▶ [PASSAGE TO READ]
--- begin ---

The library includes both global and local explanation methods. Global methods, such as partial dependence plots and sensitivity analysis, provide insights into overall model behavior, while local techniques like SHAP, LIME, and counterfactuals focus on specific predictions. It supports a range of approaches, from model-agnostic to model-specific techniques like Grad-CAM for images and contrastive explanations. Furthermore, OmniXAI is compatible with diverse data types, including tabular data, images, text, and time-series tasks.

OmniXAI’s design focuses on usability, offering features that require minimal coding effort and providing a visualization dashboard for comparing interpretability methods. Its broad functionality and compatibility make it a versatile tool for understanding and interpreting machine learning models across various tasks and data types.

![image.png](attachment:ea4dd729-d69a-42b4-a087-bff486d23367.png)  [1]

### What attributes does the library have

OmniXAI offers a comprehensive range of explainable AI (XAI) capabilities to address the challenges of understanding machine learning models. It supports feature analysis, feature selection, and data exploration to identify correlations, imbalances, and important features. The library is compatible with popular machine learning frameworks like PyTorch, TensorFlow, and scikit-learn and includes numerous explanation methods for analyzing models, such as feature attribution (e.g., SHAP, LIME), counterfactual explanations, and gradient-based methods like Integrated Gradients and Grad-CAM. These tools cater to various data types, including tabular, image, text, and time-series data.

For tabular data, OmniXAI supports global explanation methods like partial dependence plots (PDP) and sensitivity analysis, as well as counterfactual explanations such as MACE, which handle both continuous and categorical features. For image data, it provides Grad-CAM, Grad-CAM++, contrastive explanations (CEM), and counterfactuals to analyze deep learning models. Text data is supported with explanations like LIME, SHAP, and a counterfactual method using Polyjuice for classification and QA tasks. For time-series data, OmniXAI offers SHAP-based explanations and the MACE counterfactual method for anomaly detection and forecasting.

--- end ---

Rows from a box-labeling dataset
--- begin ---

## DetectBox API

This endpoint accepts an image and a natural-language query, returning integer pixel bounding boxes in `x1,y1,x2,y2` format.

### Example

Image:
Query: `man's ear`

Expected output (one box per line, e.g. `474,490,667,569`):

--- end ---

▶ [REQUIRED TASKS]
• A. Rewrite the listing so that "endpoint" becomes "route", leaving everything else as it is.
• B. Continue the passage on the OmniXAI library from the point at which it ends.

▶ [SET OF ANSWERS]
• A.
## DetectBox API

This route accepts an image and a natural-language query, returning integer pixel bounding boxes in `x1,y1,x2,y2` format.

### Example

Image:
Query: `man's ear`

Expected output (one box per line, e.g. `474,490,667,569`):

• B.
The library emphasizes usability with minimal coding requirements, easy extensibility for developers to add new algorithms, and a GUI dashboard for visualization and comparison of interpretability methods. Its unified interface streamlines generating explanations for both model-agnostic and model-specific approaches, making it a robust toolkit for understanding machine learning systems across diverse domains.

## The design of the library

The OmniXAI library is designed to offer a unified and straightforward interface for generating and visualizing explanations for machine learning models. The library aims to streamline the process of applying multiple explanation methods, visualizing their results, and extending the framework to accommodate new explanation techniques. It achieves this through five core components:

Data Classes (omnixai.data): This package provides data representations for different types of input, such as tabular data, images, text, and time-series. These classes serve as inputs to various explainers and can be easily created using constructors that accept numpy arrays, pandas dataframes, images, or text strings.

Preprocessing Modules (omnixai.preprocessing): These modules handle data preprocessing tasks, including one-hot and ordinal encoding for categorical data, normalization and scaling for continuous features, resizing and normalization for images, and TF-IDF transformations for text data. This ensures data is formatted appropriately for the explainers and models.

Explanation Methods (omnixai.explainers): This package contains all supported explanation methods, categorized into groups based on the data type and use case:

Data Exploration: Includes tools like feature correlation analysis and feature selection.
Tabular Data: Supports methods such as PDP, LIME, SHAP, and counterfactual explanations (e.g., MACE).
Vision Tasks: Includes Grad-CAM, integrated gradients, contrastive explanations, and counterfactual methods.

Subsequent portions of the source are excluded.